Assignment =
Write the entries out again. Each one must match exactly.

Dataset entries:
--------------------

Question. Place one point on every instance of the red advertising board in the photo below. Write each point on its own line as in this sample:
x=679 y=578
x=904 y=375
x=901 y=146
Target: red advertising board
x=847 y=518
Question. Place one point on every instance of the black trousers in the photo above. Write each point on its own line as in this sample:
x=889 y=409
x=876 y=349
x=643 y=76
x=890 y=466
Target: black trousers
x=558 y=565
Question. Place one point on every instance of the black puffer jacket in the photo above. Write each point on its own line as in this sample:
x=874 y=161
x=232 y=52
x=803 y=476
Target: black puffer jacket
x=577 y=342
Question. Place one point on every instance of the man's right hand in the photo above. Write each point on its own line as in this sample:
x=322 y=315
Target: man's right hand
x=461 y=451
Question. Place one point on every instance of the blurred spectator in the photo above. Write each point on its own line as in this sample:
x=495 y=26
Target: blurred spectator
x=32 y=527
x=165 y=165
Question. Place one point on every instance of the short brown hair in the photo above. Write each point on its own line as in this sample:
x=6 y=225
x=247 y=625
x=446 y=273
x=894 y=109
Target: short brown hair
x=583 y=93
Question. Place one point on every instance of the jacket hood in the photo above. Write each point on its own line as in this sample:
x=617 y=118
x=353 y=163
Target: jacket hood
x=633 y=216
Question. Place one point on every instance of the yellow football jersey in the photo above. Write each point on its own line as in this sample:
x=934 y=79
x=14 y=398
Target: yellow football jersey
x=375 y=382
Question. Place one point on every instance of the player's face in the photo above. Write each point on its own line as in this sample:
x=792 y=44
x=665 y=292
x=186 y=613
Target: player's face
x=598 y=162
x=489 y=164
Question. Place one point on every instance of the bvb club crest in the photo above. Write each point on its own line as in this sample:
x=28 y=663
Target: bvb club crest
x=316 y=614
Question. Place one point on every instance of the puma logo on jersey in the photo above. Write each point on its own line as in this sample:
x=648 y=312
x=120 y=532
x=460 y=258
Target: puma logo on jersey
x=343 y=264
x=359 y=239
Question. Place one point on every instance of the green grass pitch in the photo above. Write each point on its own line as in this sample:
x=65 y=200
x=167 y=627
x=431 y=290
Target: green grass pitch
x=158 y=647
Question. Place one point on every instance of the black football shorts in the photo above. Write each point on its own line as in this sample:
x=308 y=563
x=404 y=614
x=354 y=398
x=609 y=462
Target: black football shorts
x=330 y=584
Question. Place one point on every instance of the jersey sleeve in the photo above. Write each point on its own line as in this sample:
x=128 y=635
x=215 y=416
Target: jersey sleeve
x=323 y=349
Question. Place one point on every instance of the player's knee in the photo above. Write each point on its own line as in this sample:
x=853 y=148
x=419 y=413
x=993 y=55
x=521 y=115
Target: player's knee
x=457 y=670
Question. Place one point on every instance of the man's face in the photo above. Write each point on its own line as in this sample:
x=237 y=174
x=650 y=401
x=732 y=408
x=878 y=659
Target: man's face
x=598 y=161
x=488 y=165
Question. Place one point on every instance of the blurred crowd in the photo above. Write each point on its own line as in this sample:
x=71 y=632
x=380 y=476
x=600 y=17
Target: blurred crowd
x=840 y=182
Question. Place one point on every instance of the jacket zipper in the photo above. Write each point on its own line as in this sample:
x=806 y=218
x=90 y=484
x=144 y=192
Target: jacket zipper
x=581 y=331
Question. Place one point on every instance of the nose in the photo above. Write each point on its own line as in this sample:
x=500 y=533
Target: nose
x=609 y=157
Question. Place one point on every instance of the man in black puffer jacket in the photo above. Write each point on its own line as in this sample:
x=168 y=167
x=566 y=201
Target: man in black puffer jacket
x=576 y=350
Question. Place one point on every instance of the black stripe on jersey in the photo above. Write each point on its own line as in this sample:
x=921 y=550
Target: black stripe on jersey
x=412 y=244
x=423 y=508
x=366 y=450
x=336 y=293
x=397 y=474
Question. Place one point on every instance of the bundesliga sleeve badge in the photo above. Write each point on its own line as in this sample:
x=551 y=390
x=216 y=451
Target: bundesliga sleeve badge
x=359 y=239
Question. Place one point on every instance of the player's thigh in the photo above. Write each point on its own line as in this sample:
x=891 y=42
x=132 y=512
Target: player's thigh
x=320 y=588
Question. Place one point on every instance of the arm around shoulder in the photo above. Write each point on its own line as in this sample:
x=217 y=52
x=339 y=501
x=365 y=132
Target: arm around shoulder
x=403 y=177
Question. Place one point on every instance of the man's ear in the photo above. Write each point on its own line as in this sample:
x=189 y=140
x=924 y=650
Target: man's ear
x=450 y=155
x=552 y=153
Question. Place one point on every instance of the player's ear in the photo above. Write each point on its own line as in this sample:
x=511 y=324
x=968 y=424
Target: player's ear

--------------------

Solution to this exercise =
Question. Place one point on every instance of the red advertising board in the photo below. Write each point on its own line as in this sample:
x=679 y=578
x=904 y=375
x=901 y=146
Target: red advertising board
x=847 y=518
Question. Place one point on every instance of the black trousers in the photo above. Write each point on its own line as in this sample:
x=889 y=409
x=876 y=349
x=643 y=76
x=890 y=466
Target: black trousers
x=558 y=565
Question. Place one point on every instance of the black puffer jacket in the photo above. Write each point on its own line as in this sample:
x=874 y=161
x=232 y=52
x=803 y=476
Target: black puffer jacket
x=577 y=342
Question. Place one point on every instance of the man's right hand in the photo above. Write each point on its own line as in this sample:
x=322 y=315
Target: man's right hand
x=461 y=451
Question. Place one point on every instance of the blurred spectator in the photo above. Write each point on its own line as in this sample:
x=495 y=26
Target: blurred spectator
x=32 y=527
x=165 y=165
Question. Place one point on every instance of the short brown hair in the photo above. Write each point on its own line as in this sample:
x=6 y=225
x=247 y=625
x=446 y=273
x=894 y=109
Target: short brown hair
x=583 y=93
Question. Place one point on every instance of the jacket hood in the photo above. Write each point on its own line as in this sample:
x=617 y=118
x=353 y=163
Target: jacket hood
x=633 y=216
Question. Place one point on every instance of the yellow football jersey in the photo above. Write each point on its own line as in this sample:
x=934 y=79
x=14 y=398
Target: yellow football jersey
x=375 y=382
Question. Place one point on every instance of the player's face in the photo above. Write each point on its own line as in this sample:
x=792 y=44
x=665 y=292
x=186 y=613
Target: player's face
x=598 y=162
x=489 y=164
Question. Place one point on every instance of the bvb club crest in the photo above. Write each point on its own line as in this sample:
x=28 y=663
Target: bvb club crest
x=316 y=614
Question. Place one point on every instance of the puma logo on jersey in the photo above. Write each point on its own line as in this sample:
x=648 y=312
x=120 y=532
x=460 y=258
Target: puma logo on jersey
x=343 y=264
x=359 y=239
Question. Place one point on every instance of the green grass pitch in the photo above. Write each point on its own line as in this sample:
x=65 y=200
x=167 y=627
x=431 y=290
Target: green grass pitch
x=158 y=647
Question. Place one point on every instance of the black football shorts in the photo above. Write each point on its own line as in this sample:
x=308 y=563
x=404 y=614
x=354 y=398
x=609 y=462
Target: black football shorts
x=330 y=584
Question. Place one point on every instance of the jersey sleeve in the photo above. Write each point on its own line as in this sample:
x=128 y=635
x=215 y=416
Target: jersey sleeve
x=323 y=349
Question. Place one point on every instance of the player's knee in the photo above. Write each point on its own line as in this sample:
x=853 y=148
x=419 y=413
x=993 y=55
x=521 y=115
Target: player's knee
x=457 y=670
Question. Place one point on every instance of the man's face in the photo above. Write each point on its own line as in this sample:
x=237 y=174
x=650 y=401
x=732 y=408
x=878 y=659
Target: man's face
x=598 y=161
x=488 y=165
Question. Place one point on every instance of the blurred crowd in the photo above. Write each point on its own line as in this sample:
x=71 y=632
x=380 y=476
x=600 y=17
Target: blurred crowd
x=840 y=182
Question. Place one point on every instance of the jacket zipper in the photo above. Write each point on its own line as in this sample:
x=806 y=218
x=90 y=484
x=144 y=192
Target: jacket zipper
x=581 y=331
Question. Place one point on every instance of the nose in the photo above. Write each point on its own line as in this sample:
x=500 y=533
Target: nose
x=609 y=157
Question. Place one point on every instance of the man in black puffer jacket in the photo above. Write each point on its own line as in this sample:
x=168 y=167
x=566 y=201
Target: man in black puffer jacket
x=576 y=350
Question. Place one point on every instance of the black stripe on jersey in the photo above. Write each point on its own line as in this sample:
x=921 y=550
Target: black stripe on jersey
x=412 y=244
x=423 y=508
x=366 y=450
x=336 y=293
x=397 y=474
Question. Place one point on every instance of the bundesliga sleeve badge in the photo above. Write each point on its own line as in this sample:
x=551 y=390
x=216 y=451
Target: bundesliga sleeve badge
x=359 y=239
Question. Place one point on every instance of the player's thigh in the photo above. Write each point on its own line as in this sample:
x=891 y=42
x=132 y=512
Target: player's thigh
x=320 y=588
Question. Place one point on every instance of the arm around shoulder in the photo above. Write each point on its own line as in this sample:
x=217 y=52
x=339 y=501
x=365 y=132
Target: arm around shoulder
x=403 y=177
Question. Place one point on every instance of the man's ear in the photo above. Write each point on its own line as in this sample:
x=189 y=140
x=924 y=650
Target: man's ear
x=450 y=155
x=552 y=153
Question. Place one point on every instance of the player's ear in the photo above. Write each point on its own line as in this sample:
x=511 y=324
x=968 y=424
Target: player's ear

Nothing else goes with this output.